[START OF Given data]

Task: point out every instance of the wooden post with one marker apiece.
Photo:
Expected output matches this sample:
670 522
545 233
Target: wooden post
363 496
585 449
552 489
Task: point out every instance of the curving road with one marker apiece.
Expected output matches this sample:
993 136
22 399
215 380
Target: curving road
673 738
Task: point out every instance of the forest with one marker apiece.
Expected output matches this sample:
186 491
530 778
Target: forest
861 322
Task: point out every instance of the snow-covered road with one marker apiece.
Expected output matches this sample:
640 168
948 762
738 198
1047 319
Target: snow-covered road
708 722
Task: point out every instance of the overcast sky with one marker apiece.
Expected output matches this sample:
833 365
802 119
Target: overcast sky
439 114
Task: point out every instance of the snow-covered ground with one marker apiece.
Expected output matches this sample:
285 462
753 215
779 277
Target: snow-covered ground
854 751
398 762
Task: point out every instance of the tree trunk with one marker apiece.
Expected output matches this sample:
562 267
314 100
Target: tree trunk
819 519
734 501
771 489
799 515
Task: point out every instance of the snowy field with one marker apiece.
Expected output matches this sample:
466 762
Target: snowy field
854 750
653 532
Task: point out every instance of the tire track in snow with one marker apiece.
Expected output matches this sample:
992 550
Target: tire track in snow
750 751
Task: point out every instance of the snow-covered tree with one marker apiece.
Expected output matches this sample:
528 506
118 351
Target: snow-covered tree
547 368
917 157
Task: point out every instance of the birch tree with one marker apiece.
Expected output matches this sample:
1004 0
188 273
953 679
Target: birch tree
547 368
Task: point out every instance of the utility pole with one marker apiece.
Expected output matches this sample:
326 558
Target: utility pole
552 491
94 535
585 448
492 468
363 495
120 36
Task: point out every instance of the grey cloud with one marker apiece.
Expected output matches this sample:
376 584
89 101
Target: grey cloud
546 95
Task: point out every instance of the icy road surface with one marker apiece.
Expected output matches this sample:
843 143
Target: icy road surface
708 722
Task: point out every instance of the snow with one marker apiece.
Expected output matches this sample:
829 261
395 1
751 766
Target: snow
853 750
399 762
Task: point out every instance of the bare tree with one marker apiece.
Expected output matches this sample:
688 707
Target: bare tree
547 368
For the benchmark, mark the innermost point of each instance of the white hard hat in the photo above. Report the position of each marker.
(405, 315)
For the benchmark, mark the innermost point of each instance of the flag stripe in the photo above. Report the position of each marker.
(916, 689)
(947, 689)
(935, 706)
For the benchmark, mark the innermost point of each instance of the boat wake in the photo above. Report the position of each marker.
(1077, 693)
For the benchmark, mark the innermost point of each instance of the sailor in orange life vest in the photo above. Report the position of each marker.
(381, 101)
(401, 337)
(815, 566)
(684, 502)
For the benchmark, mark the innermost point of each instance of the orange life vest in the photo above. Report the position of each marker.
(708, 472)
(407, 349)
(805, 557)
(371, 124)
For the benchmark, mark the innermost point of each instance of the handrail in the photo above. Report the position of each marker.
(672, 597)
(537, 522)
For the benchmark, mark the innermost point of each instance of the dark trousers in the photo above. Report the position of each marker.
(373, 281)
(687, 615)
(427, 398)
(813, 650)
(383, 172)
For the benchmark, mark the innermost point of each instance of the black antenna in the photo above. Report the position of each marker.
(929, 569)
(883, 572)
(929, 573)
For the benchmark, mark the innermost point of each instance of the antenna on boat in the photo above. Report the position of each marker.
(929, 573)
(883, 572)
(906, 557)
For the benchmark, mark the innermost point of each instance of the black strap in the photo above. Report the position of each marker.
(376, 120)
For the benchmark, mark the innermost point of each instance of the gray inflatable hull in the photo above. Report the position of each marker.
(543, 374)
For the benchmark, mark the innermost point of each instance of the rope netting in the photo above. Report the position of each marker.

[END OF Given data]

- **Problem to work on**: Retype the records that precede this task, keeping them exactly the same.

- **Answer below**:
Task: point out every instance of the wooden post with one marker apiece.
Photo:
Expected output matches this sample:
670 522
545 233
Target: wooden post
363 496
585 449
552 489
Task: point out every instance of the curving road with one marker apiece.
Expected output matches this sample:
993 136
22 399
215 380
Target: curving road
673 738
Task: point out every instance of the forest with one marker apiece.
Expected output matches this sample:
186 491
530 778
Target: forest
861 322
Task: point out every instance of the snow-covered road with one marker apiece.
Expected output matches this sample:
640 168
948 762
738 198
1047 319
Target: snow-covered road
708 722
Task: point out every instance of the overcast sky with one marker apiece.
Expected output matches this sample:
833 365
802 119
Target: overcast sky
439 114
Task: point out every instance of the snow-covered ground with one marker apiece.
Expected output matches this sample:
285 462
753 215
779 277
Target: snow-covered ground
854 751
398 762
Task: point out every instance of the tree trunk with one marker apiece.
Expected output matches this sample:
562 267
314 100
Target: tree trunk
819 519
734 501
771 489
799 515
Task: point out every instance of the snowy field with one marker apiece.
Expected output matches this sample:
466 762
Target: snowy field
854 750
653 532
Task: point out every instance of the tire track in snow with one marker apiece.
Expected output matches this sample:
992 550
Target: tire track in snow
750 751
Task: point out every instance of the snow-covered tree with one marker apiece.
Expected output matches this sample:
528 506
118 351
Target: snow-covered tree
547 368
917 157
Task: point out every instance of the birch tree with one marker apiece.
Expected output matches this sample:
1004 0
188 273
953 679
Target: birch tree
547 368
Task: point out every instance of the utility pole with one marker apiece.
Expected output matches this sample:
326 558
Target: utility pole
552 491
94 535
585 448
492 468
363 495
120 36
Task: point out every instance of the grey cloud with one marker apiece.
Expected output matches this sample:
376 584
89 101
Target: grey cloud
546 95
Task: point out every instance of the icy road surface with one marker apiece.
Expected output matches this sample:
843 143
Target: icy road surface
708 722
Task: point out every instance of the snow with one marker apiece.
Expected output matches this sample:
829 261
395 1
751 766
Target: snow
853 750
399 762
Task: point out every instance of the bare tree with one marker apiece.
Expected output matches this sample:
688 707
Target: bare tree
547 368
For the benchmark, mark the innermost point of each instance of the white hard hat in the photo above. Report the position of each marker.
(405, 315)
For the benchmark, mark the innermost point of each instance of the flag stripe in the photo above. Report the position of each marker.
(916, 689)
(947, 689)
(935, 706)
For the benchmark, mark the innermost point of each instance of the boat wake in the photo above. Report the position of each marker.
(1077, 693)
For the benchmark, mark the innermost point of each instance of the sailor in orange life vest in the photo above. Report the position of each marker.
(381, 101)
(401, 337)
(815, 566)
(684, 502)
For the benchmark, mark the innermost point of each instance of the orange life vest in the photo above. Report the position of each marker.
(708, 472)
(407, 349)
(805, 557)
(371, 124)
For the benchmark, mark the innermost point of each instance of the handrail in the photo above. Report the position of each marker.
(672, 597)
(537, 522)
For the benchmark, mark the innermost point of each instance of the dark trousers in the photo above. Report the position of each marker.
(373, 281)
(687, 615)
(427, 398)
(813, 650)
(383, 172)
For the benchmark, mark the innermost point of each instance of the black antenna in the photo above. Report the position of each marker.
(929, 569)
(883, 572)
(929, 573)
For the benchmark, mark the innermost point of each instance of the antenna on boat in the photo above. Report the position of each marker.
(929, 573)
(883, 572)
(906, 557)
For the benchmark, mark the innermost point of each instance of the black strap in the photo above. Report the position of each marker.
(376, 120)
For the benchmark, mark the innermost point of each instance of the gray inflatable hull in the photo above. Report the position of each marker.
(543, 374)
For the benchmark, mark the innermost point of each instance of the rope netting in the photo above. Report the position of each marker.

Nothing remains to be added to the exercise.